● PROBLEM:
Report each line of the entries below that includes "patterned".

━━ DATASET ━━

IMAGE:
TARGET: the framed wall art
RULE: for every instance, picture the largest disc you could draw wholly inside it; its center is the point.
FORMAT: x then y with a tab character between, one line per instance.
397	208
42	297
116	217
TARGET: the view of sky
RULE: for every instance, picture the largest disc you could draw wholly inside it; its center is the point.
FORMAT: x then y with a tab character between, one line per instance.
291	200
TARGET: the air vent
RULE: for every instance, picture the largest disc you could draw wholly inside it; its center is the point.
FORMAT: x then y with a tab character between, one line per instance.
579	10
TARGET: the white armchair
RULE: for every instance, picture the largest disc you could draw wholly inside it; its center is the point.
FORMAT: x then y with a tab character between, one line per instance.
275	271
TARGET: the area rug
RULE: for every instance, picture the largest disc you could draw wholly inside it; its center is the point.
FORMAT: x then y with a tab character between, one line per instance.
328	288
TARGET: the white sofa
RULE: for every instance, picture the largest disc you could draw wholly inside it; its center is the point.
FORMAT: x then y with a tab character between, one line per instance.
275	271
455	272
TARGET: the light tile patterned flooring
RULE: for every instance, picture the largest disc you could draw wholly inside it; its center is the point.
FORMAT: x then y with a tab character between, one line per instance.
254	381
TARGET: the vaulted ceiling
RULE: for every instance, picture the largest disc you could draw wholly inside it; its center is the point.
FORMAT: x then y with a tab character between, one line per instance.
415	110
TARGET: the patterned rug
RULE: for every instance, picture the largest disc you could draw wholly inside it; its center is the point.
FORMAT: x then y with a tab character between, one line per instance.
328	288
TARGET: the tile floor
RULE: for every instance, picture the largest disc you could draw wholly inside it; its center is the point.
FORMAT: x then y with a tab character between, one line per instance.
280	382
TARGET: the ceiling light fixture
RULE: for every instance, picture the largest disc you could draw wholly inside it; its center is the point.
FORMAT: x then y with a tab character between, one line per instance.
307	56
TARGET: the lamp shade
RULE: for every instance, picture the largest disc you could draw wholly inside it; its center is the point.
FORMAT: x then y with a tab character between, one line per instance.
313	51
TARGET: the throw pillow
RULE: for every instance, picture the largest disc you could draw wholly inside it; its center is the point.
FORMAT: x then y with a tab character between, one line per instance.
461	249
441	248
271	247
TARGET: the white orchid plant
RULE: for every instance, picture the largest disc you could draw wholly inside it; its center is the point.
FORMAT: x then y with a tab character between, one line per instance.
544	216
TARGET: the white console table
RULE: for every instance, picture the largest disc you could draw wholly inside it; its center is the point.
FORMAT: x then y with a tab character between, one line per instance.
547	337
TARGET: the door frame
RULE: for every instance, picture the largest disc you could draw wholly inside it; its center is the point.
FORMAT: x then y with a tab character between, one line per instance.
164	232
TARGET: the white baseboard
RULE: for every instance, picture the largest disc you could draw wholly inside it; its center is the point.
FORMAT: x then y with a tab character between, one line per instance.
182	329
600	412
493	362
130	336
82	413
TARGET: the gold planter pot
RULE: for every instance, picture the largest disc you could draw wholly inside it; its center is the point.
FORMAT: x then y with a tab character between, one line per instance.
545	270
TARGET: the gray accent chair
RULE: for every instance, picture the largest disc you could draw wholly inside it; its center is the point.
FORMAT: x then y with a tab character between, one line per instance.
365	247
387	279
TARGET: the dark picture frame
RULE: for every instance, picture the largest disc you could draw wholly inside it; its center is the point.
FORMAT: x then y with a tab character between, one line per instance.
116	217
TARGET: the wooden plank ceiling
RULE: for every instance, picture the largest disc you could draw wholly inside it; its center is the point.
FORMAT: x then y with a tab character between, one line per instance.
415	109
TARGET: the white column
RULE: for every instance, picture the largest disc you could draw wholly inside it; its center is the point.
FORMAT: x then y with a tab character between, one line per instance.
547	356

━━━

● ANSWER SPACE:
TARGET: the light tile patterned flooring
TARGET: the patterned rug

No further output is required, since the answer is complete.